Do this: Retype the material that follows, keeping every word as it is.

::: Data in this exercise

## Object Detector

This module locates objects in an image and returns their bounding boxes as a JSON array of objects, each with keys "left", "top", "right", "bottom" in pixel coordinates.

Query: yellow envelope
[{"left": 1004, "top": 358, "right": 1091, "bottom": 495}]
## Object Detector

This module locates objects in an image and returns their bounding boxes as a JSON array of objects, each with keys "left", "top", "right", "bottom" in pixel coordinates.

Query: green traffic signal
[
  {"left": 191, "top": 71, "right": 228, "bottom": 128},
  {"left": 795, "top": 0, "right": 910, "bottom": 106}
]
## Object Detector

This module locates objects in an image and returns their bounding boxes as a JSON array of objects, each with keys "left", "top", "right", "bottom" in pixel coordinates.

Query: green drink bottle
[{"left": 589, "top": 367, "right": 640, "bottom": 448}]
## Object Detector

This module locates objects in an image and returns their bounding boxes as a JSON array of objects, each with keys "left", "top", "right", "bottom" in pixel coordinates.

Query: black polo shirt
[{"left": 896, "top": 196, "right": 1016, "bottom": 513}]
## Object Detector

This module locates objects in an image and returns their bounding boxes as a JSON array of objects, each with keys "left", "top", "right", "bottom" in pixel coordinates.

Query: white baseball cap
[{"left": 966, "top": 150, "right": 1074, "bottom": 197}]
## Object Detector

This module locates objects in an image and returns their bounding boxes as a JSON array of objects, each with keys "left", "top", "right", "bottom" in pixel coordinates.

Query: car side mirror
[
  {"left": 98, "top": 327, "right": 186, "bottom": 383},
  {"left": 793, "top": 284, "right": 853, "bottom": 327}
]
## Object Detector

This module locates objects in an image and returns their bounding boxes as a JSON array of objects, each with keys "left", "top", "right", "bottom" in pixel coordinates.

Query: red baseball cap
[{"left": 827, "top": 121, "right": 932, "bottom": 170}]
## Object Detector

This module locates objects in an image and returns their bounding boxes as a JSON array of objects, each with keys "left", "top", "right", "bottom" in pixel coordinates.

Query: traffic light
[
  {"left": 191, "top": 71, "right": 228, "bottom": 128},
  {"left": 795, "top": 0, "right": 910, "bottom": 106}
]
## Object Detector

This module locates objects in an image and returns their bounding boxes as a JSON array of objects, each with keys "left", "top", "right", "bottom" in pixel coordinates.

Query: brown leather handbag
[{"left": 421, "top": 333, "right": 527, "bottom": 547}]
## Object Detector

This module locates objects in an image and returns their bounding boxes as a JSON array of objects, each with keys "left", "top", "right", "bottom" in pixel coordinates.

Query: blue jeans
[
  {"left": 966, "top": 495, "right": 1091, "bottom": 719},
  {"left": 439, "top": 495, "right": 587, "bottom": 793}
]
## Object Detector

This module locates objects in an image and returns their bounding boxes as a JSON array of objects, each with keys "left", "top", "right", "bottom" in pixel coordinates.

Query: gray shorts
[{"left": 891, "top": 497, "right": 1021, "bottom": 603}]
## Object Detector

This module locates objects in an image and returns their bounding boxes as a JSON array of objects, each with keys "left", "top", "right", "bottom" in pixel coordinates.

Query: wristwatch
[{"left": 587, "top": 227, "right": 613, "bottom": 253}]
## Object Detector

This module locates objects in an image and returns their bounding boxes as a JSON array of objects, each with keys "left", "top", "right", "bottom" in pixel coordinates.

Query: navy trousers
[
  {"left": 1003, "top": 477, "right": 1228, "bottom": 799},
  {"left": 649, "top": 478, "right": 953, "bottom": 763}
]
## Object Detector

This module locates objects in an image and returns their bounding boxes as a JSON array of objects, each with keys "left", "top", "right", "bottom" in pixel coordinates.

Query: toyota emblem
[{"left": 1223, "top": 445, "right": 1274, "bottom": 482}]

::::::

Response to the task:
## Object Detector

This module locates objects in an image and returns their bounding boxes as a JSON array of objects, each with keys "left", "top", "right", "bottom" in pixel coordinates.

Query: yellow envelope
[{"left": 1004, "top": 358, "right": 1091, "bottom": 495}]
## Object Detector

This module locates objects in an image and returns their bounding boxes as a JSON array of objects, each with keys "left", "top", "right", "bottom" in pixel coordinates.

Query: green traffic signal
[
  {"left": 191, "top": 71, "right": 228, "bottom": 128},
  {"left": 795, "top": 0, "right": 910, "bottom": 106}
]
## Object Detector

This module locates objects in an image and returns their bounding boxes as a JSON array of objects, each with keys "left", "top", "right", "bottom" in pixel coordinates.

Query: green drink bottle
[{"left": 589, "top": 367, "right": 640, "bottom": 448}]
## Object Detector

This module locates objects in an image and returns their bounding boxes as a JSON array of objects, each with keys "left", "top", "right", "bottom" in pixel coordinates.

Query: black polo shirt
[{"left": 896, "top": 196, "right": 1016, "bottom": 513}]
## Object Detector

This module locates objects in an image and returns their bounding boxes as a JSON array of objects, each with keys "left", "top", "right", "bottom" in pixel coordinates.

Query: white baseball cap
[{"left": 966, "top": 150, "right": 1074, "bottom": 197}]
## Object Detector

This module locates objects in an image and returns their bounding boxes as a JSON array of objects, each with keys "left", "top", "right", "bottom" in pixel coordinates.

Query: car side mirror
[
  {"left": 98, "top": 327, "right": 186, "bottom": 383},
  {"left": 793, "top": 284, "right": 853, "bottom": 327}
]
## Object Detector

This module locates objects in an image and returns their bounding boxes as a JSON array of objects, each with keys "left", "top", "right", "bottom" in pixel coordinates.

Query: red baseball cap
[{"left": 827, "top": 121, "right": 932, "bottom": 170}]
## Object Detector

This module locates objects in an image and returns their bounding boxes as a JSON array of objects, each with keys "left", "top", "right", "bottom" in pixel coordinates.

Query: traffic light
[
  {"left": 191, "top": 71, "right": 228, "bottom": 128},
  {"left": 795, "top": 0, "right": 910, "bottom": 106}
]
## Object Detector

This module locates objects in an image and returns their bounding boxes as a JSON array of objects, each with keys "left", "top", "right", "bottom" in pixel coordinates.

Query: brown leather handbag
[{"left": 421, "top": 333, "right": 527, "bottom": 547}]
## Object Detector

This module locates objects in an image and returns their bounding boxes as a JSON array of objects, each with keys "left", "top", "right", "bottom" in pixel coordinates.

Query: blue jeans
[
  {"left": 966, "top": 495, "right": 1091, "bottom": 719},
  {"left": 439, "top": 495, "right": 587, "bottom": 793}
]
## Object Detector

This module locates objects in an image and returns their bounding boxes as a JSON array of objects, each with keys "left", "top", "right", "bottom" in pixel coordinates.

Query: gray shorts
[{"left": 891, "top": 497, "right": 1021, "bottom": 603}]
## Object Detector

This module locates objects in an image and returns their bounding boxes as a JSON array of objects, each with keys "left", "top", "right", "bottom" in pixel coordinates.

Query: wristwatch
[{"left": 587, "top": 227, "right": 613, "bottom": 253}]
## Object Detector

This module locates objects in an image and returns their bounding boxes as a JSON array of objects, each with keys "left", "top", "right", "bottom" in pixel coordinates.

Query: navy trousers
[
  {"left": 1003, "top": 477, "right": 1228, "bottom": 799},
  {"left": 649, "top": 478, "right": 953, "bottom": 763}
]
## Object Detector

This module locates objects in an image and returns their bounding boxes as a JSON array of objects, each with keys "left", "top", "right", "bottom" in pixel coordinates.

Query: toyota emblem
[{"left": 1223, "top": 445, "right": 1274, "bottom": 482}]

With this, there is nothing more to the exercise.